[Referring expression data]
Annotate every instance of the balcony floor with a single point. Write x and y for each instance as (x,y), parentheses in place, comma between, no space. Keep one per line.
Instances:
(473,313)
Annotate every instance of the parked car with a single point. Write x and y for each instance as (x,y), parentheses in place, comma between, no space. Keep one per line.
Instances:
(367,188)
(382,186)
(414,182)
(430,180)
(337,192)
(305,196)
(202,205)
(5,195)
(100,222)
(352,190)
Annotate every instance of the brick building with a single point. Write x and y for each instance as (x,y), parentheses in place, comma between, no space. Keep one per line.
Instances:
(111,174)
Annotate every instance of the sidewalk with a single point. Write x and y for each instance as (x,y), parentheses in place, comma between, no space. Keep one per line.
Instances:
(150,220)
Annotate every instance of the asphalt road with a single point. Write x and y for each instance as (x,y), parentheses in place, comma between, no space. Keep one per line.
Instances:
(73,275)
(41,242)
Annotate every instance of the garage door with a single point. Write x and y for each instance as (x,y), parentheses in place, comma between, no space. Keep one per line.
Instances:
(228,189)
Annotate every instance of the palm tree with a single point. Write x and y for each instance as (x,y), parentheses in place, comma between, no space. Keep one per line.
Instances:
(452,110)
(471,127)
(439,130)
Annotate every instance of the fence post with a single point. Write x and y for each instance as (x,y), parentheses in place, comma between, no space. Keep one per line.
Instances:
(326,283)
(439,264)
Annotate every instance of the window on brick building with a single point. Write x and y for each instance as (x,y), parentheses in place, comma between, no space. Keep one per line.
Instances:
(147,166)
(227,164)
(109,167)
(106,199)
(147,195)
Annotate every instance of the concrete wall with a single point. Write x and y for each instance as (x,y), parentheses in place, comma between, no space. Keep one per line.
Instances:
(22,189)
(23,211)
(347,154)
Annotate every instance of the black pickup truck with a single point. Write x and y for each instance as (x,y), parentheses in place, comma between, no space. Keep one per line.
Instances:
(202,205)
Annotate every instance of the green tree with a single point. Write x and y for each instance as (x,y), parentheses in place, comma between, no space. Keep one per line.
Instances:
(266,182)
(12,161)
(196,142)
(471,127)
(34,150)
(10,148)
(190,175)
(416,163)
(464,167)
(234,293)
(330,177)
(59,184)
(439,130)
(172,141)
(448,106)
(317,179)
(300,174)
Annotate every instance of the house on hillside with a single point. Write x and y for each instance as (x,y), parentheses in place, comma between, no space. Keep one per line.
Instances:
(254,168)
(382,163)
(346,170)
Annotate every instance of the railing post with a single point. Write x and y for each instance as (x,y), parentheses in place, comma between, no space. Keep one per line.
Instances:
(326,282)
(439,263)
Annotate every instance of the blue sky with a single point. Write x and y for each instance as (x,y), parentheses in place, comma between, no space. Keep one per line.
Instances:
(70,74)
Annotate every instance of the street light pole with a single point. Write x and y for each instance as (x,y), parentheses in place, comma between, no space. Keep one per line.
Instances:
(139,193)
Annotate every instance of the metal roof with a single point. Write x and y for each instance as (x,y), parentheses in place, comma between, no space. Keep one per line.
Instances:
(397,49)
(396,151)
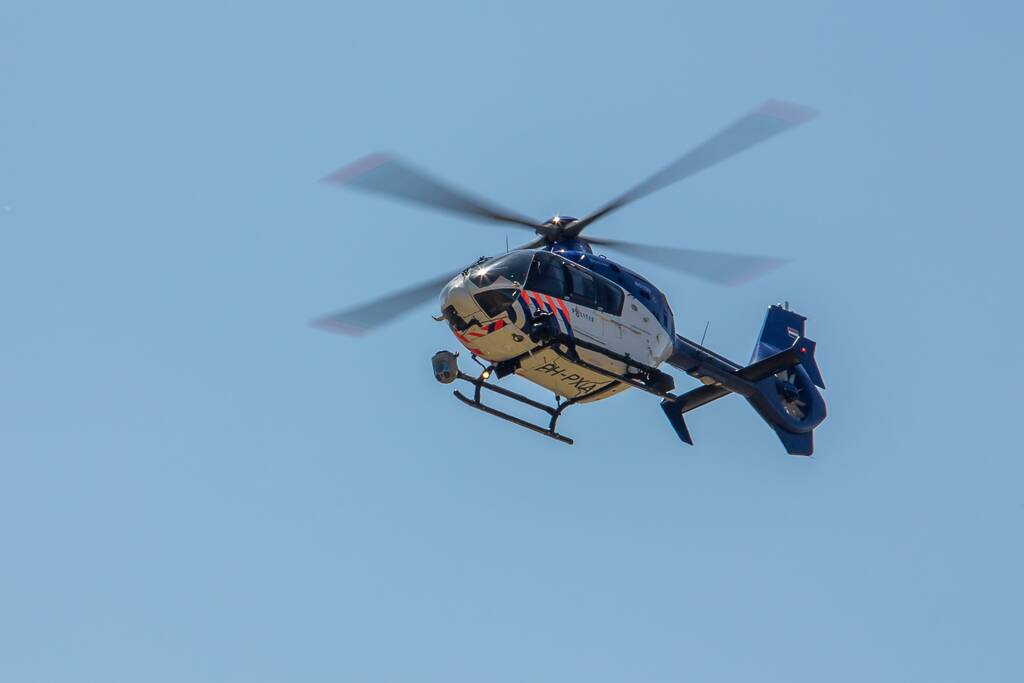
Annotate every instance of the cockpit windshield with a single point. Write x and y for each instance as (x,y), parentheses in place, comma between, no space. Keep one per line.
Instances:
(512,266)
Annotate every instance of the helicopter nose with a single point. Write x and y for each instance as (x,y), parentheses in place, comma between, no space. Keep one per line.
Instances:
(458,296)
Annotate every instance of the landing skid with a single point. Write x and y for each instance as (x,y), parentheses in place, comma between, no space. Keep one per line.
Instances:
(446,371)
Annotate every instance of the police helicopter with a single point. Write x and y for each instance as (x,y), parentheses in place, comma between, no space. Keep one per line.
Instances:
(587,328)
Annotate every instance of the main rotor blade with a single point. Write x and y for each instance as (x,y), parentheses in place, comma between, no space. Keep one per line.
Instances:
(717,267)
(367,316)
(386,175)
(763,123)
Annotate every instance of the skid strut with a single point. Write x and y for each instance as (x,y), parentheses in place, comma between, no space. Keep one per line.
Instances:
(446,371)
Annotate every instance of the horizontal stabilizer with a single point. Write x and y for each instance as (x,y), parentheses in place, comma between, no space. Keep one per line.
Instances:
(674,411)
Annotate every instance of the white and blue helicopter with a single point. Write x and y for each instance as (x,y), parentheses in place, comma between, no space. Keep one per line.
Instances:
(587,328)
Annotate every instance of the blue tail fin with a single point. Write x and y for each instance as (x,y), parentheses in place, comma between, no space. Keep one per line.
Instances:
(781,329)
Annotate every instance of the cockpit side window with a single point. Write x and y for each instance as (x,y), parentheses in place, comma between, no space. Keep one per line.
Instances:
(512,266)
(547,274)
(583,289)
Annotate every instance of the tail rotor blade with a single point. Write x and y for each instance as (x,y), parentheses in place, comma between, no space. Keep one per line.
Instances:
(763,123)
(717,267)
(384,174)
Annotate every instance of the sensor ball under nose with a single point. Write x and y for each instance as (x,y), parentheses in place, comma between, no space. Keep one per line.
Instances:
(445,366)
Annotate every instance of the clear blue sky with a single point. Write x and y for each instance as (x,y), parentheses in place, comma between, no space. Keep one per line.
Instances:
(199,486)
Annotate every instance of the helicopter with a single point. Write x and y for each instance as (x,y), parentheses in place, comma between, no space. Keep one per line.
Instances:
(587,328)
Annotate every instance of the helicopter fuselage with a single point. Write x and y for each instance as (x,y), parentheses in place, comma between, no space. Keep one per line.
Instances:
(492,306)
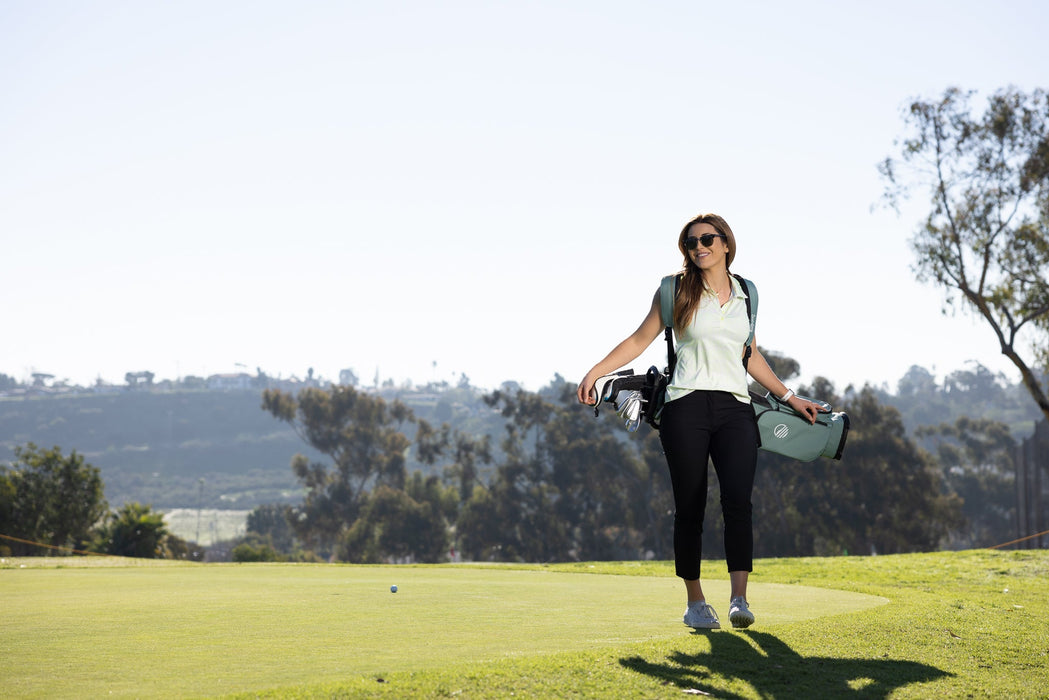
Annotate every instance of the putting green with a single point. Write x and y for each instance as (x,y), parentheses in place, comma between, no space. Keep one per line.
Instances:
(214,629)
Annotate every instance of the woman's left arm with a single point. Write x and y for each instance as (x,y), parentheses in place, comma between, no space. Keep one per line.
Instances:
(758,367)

--

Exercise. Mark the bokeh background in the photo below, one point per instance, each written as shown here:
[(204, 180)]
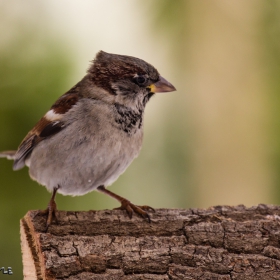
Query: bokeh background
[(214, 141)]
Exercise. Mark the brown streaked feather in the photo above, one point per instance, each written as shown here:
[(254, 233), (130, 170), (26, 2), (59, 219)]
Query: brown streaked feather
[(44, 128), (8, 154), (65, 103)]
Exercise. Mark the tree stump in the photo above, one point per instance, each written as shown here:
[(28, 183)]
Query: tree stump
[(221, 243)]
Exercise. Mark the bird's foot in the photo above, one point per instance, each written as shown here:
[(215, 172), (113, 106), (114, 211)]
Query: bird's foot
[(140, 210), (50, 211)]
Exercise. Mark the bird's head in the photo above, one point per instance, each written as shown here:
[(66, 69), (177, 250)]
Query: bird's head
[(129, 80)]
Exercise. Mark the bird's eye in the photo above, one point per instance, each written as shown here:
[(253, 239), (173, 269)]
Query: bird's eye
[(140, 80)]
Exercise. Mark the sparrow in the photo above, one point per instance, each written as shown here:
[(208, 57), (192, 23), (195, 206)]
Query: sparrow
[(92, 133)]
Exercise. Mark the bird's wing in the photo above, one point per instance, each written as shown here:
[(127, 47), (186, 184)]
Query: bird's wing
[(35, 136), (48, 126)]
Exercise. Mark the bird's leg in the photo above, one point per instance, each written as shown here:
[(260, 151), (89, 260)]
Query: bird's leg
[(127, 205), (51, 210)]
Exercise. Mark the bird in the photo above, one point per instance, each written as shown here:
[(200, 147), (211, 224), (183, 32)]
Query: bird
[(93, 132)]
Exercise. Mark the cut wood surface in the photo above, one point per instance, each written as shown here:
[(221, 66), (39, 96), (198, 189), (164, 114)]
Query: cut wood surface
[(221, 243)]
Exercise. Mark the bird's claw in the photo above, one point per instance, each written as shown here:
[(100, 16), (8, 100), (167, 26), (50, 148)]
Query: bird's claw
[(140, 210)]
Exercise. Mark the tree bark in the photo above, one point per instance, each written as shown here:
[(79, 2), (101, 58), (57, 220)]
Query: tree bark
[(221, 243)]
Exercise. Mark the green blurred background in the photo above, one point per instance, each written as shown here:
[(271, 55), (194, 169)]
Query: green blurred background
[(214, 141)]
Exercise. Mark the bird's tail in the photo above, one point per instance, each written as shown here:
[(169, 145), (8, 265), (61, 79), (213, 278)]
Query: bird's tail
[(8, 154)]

...

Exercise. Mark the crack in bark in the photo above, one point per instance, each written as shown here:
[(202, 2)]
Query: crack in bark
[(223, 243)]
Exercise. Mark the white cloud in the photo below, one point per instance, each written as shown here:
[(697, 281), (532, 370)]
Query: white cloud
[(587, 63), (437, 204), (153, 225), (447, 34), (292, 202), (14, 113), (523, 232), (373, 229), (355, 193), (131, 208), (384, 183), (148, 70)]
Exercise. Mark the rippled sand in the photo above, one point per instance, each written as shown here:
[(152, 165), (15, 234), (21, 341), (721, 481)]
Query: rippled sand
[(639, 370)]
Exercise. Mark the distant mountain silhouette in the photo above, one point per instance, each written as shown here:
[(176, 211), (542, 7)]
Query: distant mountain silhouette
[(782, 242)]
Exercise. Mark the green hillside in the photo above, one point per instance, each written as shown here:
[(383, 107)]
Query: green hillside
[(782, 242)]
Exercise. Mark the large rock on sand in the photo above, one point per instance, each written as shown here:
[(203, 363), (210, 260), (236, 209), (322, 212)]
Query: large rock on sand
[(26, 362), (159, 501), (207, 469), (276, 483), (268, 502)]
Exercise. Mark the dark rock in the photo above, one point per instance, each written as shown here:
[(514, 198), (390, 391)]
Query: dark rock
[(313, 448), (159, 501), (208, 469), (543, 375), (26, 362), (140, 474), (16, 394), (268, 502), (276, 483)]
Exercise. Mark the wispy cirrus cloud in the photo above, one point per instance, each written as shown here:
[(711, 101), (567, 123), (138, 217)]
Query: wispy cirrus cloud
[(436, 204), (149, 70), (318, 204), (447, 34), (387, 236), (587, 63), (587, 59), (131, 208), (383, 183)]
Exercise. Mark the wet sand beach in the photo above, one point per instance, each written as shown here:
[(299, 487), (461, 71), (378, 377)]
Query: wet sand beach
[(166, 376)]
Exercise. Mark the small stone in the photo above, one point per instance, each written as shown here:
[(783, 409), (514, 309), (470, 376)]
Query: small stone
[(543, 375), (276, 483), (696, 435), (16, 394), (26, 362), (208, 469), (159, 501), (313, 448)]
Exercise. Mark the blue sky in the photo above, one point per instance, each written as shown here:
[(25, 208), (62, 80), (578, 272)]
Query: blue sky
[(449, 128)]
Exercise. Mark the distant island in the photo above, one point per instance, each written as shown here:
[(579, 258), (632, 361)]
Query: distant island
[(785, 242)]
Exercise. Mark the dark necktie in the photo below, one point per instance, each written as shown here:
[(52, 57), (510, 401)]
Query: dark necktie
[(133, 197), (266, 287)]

• _What you have to do_:
Where a line in the records above contains the string "below", copy that line.

• _Written answer_:
Exercise. Mark the bokeh background in the photo below, one point per instance, each written as shown here:
Exercise. Mark the white cloud in the photo below, one point per instance, each written as shown here:
Exercise. Mark the dark necktie in the photo below, one point per instance, each written as shown here:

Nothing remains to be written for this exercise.